The task: In the copy, include every entry exactly but none of the images.

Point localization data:

::::::::::

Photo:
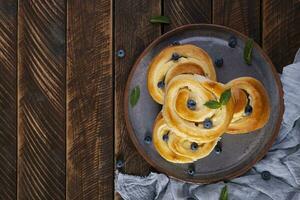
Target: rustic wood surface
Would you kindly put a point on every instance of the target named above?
(41, 100)
(281, 30)
(8, 98)
(132, 36)
(89, 100)
(243, 16)
(62, 83)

::::::::::

Expected output:
Photo:
Target: rustic wood surface
Would you kindly put a point on every instance of the target named above?
(41, 100)
(281, 30)
(8, 98)
(132, 36)
(89, 100)
(243, 16)
(62, 83)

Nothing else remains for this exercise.